Exercise directions
Rewrite every line from the line with "Indicate the collar" to the line with "<point>234,89</point>", both included, keeping the wording of each line. Multiply each coordinate in the answer points by 1.95 and round to whole numbers with halves going up, leaving all other numbers unchanged.

[Rows from a pointing dataset]
----

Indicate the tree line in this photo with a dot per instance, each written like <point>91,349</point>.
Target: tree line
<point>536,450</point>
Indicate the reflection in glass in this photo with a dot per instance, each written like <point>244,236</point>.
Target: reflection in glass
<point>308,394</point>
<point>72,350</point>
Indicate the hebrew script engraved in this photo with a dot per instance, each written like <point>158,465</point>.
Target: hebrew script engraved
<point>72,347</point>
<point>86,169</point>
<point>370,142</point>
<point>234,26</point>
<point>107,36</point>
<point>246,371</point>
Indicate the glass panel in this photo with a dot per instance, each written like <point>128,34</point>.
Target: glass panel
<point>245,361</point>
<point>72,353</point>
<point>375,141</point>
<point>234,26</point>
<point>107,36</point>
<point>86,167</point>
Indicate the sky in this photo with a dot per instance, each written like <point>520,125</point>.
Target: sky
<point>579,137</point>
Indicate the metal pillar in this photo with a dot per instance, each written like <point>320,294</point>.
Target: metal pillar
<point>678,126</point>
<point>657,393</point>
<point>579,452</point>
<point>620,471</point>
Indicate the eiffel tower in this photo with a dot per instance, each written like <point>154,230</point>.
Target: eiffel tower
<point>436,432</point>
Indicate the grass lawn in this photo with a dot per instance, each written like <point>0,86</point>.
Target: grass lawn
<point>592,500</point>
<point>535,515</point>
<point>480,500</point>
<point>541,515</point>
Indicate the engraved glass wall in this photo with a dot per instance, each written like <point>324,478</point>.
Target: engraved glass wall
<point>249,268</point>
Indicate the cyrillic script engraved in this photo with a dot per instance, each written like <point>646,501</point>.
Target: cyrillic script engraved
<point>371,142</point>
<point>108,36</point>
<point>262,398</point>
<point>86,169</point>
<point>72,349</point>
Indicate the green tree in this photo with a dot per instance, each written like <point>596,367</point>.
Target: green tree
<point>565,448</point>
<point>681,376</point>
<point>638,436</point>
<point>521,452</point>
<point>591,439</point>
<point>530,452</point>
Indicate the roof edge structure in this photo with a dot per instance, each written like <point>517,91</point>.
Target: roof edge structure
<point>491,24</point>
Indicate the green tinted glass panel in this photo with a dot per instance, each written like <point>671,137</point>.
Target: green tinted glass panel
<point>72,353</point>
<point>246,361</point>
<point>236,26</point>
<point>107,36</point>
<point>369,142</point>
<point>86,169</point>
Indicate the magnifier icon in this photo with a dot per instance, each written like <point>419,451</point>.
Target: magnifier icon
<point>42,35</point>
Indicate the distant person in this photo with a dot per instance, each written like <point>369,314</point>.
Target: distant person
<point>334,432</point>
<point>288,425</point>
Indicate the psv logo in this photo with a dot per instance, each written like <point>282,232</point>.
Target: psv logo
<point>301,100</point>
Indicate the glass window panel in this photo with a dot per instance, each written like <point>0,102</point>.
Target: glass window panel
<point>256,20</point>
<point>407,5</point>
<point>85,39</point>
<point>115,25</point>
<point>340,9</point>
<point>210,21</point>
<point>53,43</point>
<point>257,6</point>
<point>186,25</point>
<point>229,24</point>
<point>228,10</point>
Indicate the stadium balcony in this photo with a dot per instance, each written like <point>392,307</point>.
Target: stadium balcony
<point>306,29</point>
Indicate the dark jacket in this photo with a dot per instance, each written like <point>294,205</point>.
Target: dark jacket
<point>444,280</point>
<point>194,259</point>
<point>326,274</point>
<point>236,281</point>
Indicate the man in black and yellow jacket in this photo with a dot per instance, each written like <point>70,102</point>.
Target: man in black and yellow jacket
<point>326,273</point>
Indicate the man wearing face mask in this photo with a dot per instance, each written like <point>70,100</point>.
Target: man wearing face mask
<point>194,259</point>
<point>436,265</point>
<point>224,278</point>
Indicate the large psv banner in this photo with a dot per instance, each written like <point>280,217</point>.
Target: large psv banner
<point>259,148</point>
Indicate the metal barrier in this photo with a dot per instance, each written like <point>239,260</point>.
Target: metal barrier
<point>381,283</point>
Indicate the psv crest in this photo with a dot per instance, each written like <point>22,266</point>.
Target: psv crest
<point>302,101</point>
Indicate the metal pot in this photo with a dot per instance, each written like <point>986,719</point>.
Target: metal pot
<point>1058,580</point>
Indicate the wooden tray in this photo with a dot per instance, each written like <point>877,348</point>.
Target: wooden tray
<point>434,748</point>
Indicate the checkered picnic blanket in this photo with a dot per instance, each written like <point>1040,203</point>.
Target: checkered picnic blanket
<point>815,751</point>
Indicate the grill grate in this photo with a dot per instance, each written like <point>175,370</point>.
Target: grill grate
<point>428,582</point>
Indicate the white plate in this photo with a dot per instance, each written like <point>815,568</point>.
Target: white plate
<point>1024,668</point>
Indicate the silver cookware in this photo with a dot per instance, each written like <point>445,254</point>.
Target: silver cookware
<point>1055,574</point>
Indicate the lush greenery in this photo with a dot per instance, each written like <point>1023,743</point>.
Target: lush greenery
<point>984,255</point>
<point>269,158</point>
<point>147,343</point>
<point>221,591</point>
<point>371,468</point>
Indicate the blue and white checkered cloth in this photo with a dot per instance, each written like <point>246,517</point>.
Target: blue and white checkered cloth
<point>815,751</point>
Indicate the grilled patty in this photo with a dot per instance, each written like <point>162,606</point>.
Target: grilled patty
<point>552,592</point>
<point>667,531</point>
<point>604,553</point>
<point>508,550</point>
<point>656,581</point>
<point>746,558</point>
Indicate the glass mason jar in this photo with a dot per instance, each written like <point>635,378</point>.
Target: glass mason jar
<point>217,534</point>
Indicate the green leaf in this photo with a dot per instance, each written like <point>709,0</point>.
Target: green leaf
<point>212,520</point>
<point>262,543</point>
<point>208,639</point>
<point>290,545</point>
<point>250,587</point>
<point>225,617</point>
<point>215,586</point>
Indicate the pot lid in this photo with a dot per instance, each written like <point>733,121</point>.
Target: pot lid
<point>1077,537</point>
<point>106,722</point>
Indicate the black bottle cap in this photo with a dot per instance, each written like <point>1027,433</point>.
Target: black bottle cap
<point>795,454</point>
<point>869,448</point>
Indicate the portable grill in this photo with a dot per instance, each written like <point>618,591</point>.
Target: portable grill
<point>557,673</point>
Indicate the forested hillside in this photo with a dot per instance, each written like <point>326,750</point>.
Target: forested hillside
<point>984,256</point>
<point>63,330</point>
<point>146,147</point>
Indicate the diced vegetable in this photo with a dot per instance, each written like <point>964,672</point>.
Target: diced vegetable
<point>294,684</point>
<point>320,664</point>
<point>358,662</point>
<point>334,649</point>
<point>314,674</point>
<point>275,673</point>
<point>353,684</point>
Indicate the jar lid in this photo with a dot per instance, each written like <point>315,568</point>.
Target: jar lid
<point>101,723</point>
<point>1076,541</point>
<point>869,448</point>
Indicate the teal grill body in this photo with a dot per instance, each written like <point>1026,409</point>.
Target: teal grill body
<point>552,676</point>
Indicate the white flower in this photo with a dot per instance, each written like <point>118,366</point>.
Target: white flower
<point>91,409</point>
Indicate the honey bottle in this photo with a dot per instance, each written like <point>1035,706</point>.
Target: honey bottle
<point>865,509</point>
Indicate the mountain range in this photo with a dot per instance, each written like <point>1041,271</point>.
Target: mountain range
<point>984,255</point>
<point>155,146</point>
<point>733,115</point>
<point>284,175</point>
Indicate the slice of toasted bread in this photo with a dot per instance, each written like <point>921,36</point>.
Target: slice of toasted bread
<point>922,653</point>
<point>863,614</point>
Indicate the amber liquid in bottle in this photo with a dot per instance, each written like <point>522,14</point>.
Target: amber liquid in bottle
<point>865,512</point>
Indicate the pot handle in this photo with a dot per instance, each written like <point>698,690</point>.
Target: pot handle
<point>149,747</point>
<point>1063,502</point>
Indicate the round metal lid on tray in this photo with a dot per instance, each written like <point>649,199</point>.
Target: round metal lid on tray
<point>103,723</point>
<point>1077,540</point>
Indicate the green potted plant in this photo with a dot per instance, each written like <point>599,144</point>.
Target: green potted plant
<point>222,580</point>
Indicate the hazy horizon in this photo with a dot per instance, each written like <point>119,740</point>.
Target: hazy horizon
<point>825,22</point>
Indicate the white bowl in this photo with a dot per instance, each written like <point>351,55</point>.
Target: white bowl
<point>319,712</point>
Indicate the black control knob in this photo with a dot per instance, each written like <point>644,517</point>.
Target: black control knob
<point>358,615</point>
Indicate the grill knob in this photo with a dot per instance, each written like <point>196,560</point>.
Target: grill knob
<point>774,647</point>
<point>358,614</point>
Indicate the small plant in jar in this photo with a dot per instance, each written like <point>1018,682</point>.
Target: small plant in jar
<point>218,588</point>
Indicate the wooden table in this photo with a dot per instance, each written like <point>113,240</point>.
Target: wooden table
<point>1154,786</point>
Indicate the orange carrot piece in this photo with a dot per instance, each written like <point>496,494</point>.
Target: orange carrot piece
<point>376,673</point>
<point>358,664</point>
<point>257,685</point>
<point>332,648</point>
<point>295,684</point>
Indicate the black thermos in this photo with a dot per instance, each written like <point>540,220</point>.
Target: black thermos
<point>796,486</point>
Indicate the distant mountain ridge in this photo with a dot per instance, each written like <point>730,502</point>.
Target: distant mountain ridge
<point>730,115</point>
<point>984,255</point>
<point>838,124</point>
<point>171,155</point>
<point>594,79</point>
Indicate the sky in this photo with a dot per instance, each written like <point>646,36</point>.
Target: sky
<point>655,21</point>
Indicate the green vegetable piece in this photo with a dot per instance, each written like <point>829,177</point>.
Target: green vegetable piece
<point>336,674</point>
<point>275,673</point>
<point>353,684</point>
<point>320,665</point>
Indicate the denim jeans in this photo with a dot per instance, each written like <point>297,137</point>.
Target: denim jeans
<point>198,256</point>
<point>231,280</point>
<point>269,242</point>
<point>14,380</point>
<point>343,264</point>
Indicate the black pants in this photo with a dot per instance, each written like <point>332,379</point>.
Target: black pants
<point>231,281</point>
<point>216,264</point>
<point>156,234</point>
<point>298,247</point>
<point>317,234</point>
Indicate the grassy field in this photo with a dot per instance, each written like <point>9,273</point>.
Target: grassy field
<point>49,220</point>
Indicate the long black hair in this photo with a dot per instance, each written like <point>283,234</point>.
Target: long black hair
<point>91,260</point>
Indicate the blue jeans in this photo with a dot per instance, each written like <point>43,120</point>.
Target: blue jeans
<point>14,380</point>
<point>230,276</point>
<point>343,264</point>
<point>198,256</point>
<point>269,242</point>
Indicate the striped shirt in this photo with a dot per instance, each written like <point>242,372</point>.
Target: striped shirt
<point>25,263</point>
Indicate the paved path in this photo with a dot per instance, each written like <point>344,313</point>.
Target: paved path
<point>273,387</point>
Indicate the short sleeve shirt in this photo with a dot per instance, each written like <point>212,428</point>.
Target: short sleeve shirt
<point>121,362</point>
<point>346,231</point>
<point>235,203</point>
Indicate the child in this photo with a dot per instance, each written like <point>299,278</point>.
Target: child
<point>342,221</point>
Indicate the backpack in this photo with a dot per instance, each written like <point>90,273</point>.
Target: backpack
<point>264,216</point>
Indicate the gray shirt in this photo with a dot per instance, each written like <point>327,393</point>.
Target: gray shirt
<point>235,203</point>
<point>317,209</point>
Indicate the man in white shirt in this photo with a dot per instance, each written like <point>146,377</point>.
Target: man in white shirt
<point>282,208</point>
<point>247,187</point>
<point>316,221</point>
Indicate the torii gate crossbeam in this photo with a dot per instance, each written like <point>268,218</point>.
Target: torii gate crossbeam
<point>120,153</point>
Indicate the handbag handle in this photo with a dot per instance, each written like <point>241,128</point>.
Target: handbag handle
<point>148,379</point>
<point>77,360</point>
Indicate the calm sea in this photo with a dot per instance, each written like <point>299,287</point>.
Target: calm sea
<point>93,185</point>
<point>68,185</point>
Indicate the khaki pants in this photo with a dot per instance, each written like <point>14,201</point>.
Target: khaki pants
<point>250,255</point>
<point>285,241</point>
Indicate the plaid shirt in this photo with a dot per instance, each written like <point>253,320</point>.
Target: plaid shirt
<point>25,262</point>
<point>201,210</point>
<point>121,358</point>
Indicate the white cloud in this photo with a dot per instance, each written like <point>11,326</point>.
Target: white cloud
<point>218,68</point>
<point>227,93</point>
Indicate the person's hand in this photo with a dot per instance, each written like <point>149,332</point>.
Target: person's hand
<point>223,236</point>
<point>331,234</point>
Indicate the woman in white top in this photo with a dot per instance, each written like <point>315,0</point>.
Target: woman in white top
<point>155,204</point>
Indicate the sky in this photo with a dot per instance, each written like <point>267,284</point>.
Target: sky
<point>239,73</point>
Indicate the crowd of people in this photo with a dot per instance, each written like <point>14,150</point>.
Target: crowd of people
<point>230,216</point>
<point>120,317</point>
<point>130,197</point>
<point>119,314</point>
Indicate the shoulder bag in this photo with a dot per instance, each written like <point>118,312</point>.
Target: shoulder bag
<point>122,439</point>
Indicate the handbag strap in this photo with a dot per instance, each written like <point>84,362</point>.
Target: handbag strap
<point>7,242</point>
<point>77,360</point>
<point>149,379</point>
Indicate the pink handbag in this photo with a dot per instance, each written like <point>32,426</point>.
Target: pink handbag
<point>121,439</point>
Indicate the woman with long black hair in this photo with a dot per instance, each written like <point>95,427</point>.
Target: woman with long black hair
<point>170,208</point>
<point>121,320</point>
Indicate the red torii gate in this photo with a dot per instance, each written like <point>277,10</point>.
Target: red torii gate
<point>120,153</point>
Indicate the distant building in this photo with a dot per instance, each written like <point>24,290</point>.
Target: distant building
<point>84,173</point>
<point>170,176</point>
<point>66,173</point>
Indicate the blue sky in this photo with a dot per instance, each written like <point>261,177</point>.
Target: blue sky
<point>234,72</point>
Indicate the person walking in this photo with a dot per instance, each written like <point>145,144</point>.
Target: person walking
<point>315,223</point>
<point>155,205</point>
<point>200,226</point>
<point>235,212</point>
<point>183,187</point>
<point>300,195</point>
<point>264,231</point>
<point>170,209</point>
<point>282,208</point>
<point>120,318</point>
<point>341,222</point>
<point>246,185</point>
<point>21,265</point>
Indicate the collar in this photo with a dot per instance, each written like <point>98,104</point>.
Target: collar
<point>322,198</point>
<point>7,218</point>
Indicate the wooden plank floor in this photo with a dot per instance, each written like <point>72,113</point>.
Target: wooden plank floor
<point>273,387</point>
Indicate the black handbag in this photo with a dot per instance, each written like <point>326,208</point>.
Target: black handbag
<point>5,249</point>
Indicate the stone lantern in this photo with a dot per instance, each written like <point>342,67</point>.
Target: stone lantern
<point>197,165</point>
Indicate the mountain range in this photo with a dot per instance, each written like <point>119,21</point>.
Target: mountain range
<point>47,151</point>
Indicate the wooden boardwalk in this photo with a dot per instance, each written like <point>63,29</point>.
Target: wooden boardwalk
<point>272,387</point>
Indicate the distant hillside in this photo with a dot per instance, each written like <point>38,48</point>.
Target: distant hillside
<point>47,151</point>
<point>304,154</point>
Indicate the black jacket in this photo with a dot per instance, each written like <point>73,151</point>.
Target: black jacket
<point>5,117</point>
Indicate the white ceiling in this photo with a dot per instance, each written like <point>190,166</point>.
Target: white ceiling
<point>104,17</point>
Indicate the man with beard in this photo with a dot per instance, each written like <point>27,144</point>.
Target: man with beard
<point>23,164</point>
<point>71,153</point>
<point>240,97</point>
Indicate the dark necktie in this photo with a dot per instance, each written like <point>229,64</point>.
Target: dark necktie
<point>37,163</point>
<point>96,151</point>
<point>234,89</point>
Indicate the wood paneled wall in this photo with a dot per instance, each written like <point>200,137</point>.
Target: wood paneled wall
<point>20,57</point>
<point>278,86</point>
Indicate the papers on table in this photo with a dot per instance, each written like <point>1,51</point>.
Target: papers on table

----

Complete response
Indicate the collar in this photo with a dot per instance, each written like <point>98,104</point>.
Target: collar
<point>628,386</point>
<point>14,425</point>
Indicate the wooden plank floor in this photo with a dot per instance, each written like <point>72,113</point>.
Target: wooden plank floor
<point>532,755</point>
Indicate the black handbag in this photo with a dot per instance, each written like <point>326,208</point>.
Target: black handbag
<point>10,486</point>
Indicate the stone lantern in this photo with a dot per instance, each written like <point>342,67</point>.
Target: stone lantern
<point>384,322</point>
Indicate the mountain range in this photo with a dot per instance, each written like <point>119,21</point>.
Target: mountain range
<point>92,294</point>
Indicate the wooden boardwalk in this photo with a dot per instance, each written like <point>63,29</point>.
Target: wooden boardwalk
<point>530,755</point>
Indicate the distant hillside in this photo with a dot per instance, each written like <point>38,48</point>.
Target: distant hillside
<point>92,294</point>
<point>593,300</point>
Indicate the black jacket in this photo with a dot per instance, each written like <point>73,151</point>.
Target: black jacket
<point>10,228</point>
Indicate the white ceiling in this photo with a dot per instance, each written like <point>190,166</point>.
Target: white ceiling
<point>203,33</point>
Indicate the man with beard in this photo with a dot per instance, each written like <point>27,144</point>.
Target: man with beard
<point>45,320</point>
<point>138,298</point>
<point>468,189</point>
Indicate the dark necktie in this photo with a dot per instance, each written like <point>229,64</point>.
Target: dark necktie
<point>72,318</point>
<point>187,294</point>
<point>456,174</point>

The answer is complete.